══ Information provided
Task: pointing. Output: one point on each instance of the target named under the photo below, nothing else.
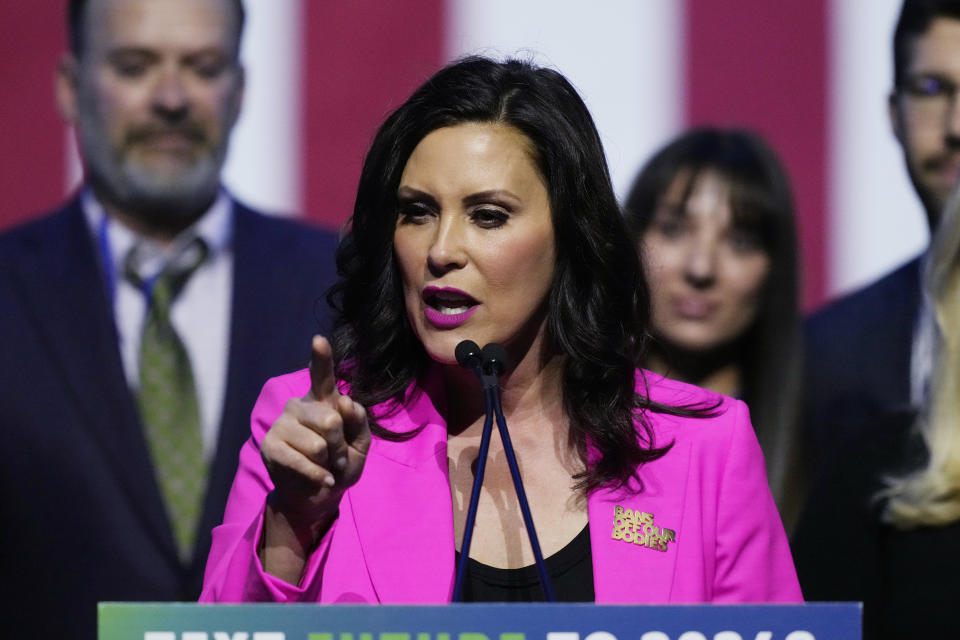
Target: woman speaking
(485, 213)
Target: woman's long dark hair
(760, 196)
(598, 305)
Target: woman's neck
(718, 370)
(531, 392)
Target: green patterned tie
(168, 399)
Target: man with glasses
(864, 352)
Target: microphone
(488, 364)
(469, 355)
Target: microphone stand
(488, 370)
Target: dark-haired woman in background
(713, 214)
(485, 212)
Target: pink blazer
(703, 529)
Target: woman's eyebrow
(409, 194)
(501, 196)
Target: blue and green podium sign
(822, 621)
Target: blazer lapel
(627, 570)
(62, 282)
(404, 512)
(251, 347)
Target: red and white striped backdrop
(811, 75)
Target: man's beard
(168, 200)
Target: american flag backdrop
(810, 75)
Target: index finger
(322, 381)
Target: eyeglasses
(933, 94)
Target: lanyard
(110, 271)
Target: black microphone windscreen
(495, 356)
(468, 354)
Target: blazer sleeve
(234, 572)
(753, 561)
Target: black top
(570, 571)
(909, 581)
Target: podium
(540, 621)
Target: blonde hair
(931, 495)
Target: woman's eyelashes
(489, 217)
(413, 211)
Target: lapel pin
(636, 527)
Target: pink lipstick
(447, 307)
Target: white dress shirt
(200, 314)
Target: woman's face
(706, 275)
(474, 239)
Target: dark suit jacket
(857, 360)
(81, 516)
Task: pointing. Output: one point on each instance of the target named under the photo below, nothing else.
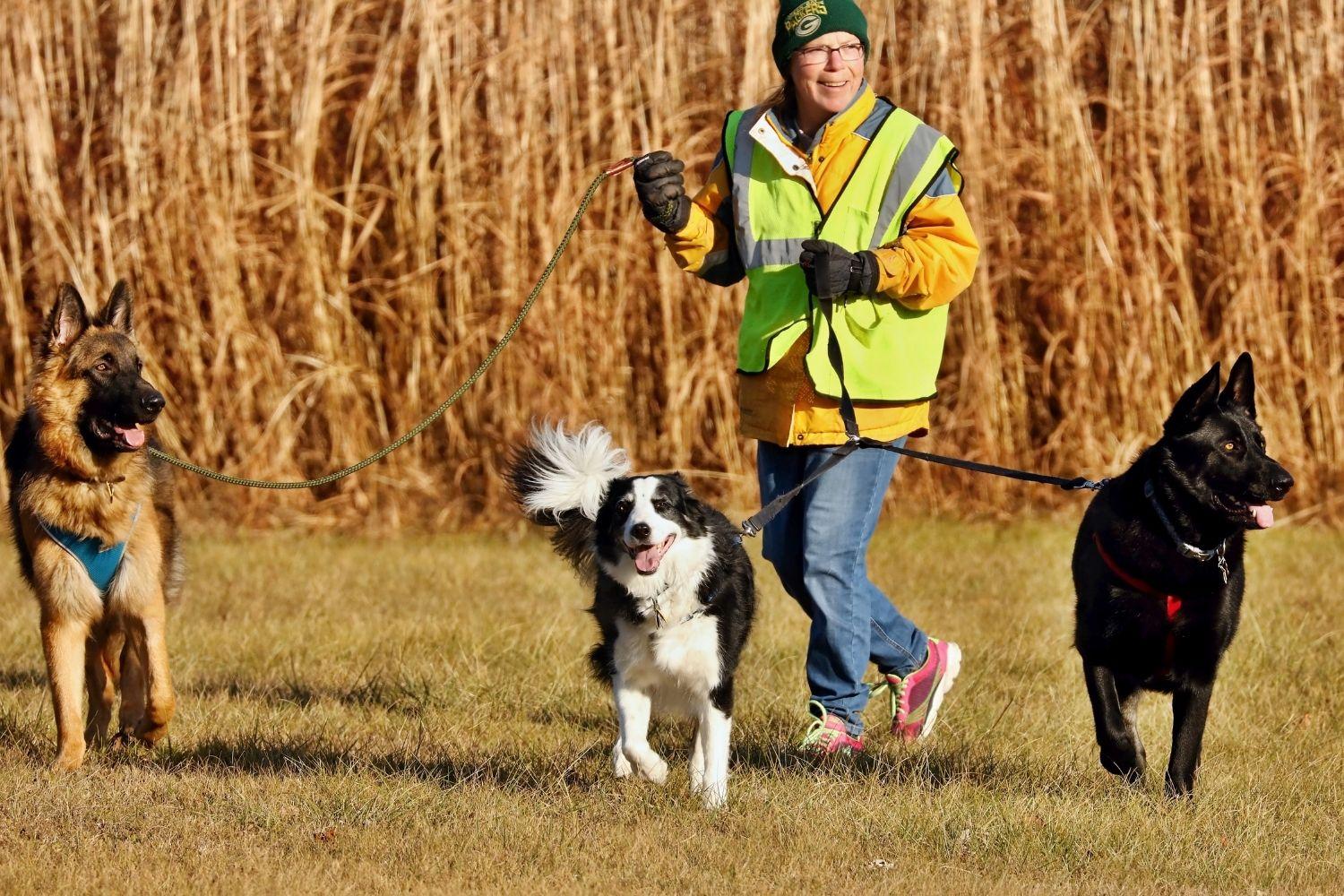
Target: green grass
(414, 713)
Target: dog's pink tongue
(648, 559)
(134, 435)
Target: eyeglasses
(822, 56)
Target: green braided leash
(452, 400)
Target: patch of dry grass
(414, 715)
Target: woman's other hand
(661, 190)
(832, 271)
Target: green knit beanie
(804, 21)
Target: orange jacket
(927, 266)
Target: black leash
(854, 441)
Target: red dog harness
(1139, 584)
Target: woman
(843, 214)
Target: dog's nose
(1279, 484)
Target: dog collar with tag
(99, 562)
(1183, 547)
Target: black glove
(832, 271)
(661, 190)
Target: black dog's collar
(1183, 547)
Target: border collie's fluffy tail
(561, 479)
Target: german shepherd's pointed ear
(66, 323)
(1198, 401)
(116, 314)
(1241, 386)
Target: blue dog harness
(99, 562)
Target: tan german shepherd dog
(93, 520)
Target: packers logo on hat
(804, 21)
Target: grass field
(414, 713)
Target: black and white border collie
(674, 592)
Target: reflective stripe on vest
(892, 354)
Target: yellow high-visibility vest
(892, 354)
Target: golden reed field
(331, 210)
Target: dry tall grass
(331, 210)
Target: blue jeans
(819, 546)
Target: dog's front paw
════
◆ **Task objective**
Copy the listing above line for line, leaving out the pictures.

◆ **Answer to the task**
Task: pointing. Output: one point on each instance of the target named under the photo below, nothing else.
Target: woman speaking
(485, 213)
Target: woman's long dark hair
(760, 196)
(598, 305)
Target: woman's neck
(718, 370)
(531, 392)
Target: green patterned tie
(168, 399)
Target: man with glasses
(864, 352)
Target: microphone
(488, 364)
(469, 355)
Target: microphone stand
(488, 370)
Target: dark-haired woman in background
(713, 214)
(485, 212)
Target: pink blazer
(703, 529)
Target: woman's eyebrow
(409, 194)
(501, 196)
Target: blue and green podium sign
(822, 621)
Target: blazer lapel
(627, 570)
(62, 282)
(404, 512)
(251, 347)
Target: red and white striped backdrop
(811, 75)
Target: man's beard
(168, 200)
Target: american flag backdrop
(810, 75)
Target: index finger
(322, 381)
Target: eyeglasses
(933, 94)
Target: lanyard
(110, 271)
Target: black microphone windscreen
(495, 356)
(468, 354)
Target: blazer sleeve
(234, 572)
(753, 561)
Target: black top
(570, 571)
(909, 581)
Target: podium
(540, 621)
Target: blonde hair
(931, 495)
Target: woman's eyelashes
(489, 217)
(413, 211)
Target: lapel pin
(636, 527)
Target: pink lipstick
(447, 307)
Target: white dress shirt
(200, 314)
Target: woman's face
(706, 275)
(474, 239)
Target: dark suit jacket
(857, 360)
(81, 516)
Task: pointing. Output: one point on each instance of the target named under the photo below, nothing else.
Target: green grass
(414, 713)
Target: dog's pink tongue
(648, 559)
(134, 435)
Target: eyeglasses
(822, 56)
Target: green braided leash
(452, 400)
Target: patch of dry grass
(414, 715)
Target: woman's other hand
(661, 190)
(832, 271)
Target: green knit beanie
(804, 21)
Target: orange jacket
(927, 266)
Target: black leash
(854, 441)
Target: red dog harness
(1139, 584)
Target: woman
(843, 214)
Target: dog's nose
(1279, 484)
Target: dog collar with tag
(99, 562)
(1183, 547)
Target: black glove
(832, 271)
(661, 190)
Target: black dog's collar
(1183, 547)
Target: border collie's fluffy tail
(561, 479)
Target: german shepherd's pointed ear
(66, 323)
(1198, 401)
(116, 314)
(1241, 386)
Target: blue dog harness
(99, 562)
Target: tan german shepherd dog
(93, 520)
Target: packers logo on hat
(804, 21)
Target: grass field
(414, 713)
Target: black and white border collie
(674, 592)
Target: reflective stripe on vest
(892, 354)
Target: yellow high-visibility vest
(892, 354)
Target: golden reed field
(331, 210)
Target: dry tall grass
(331, 210)
Target: blue jeans
(819, 546)
Target: dog's front paw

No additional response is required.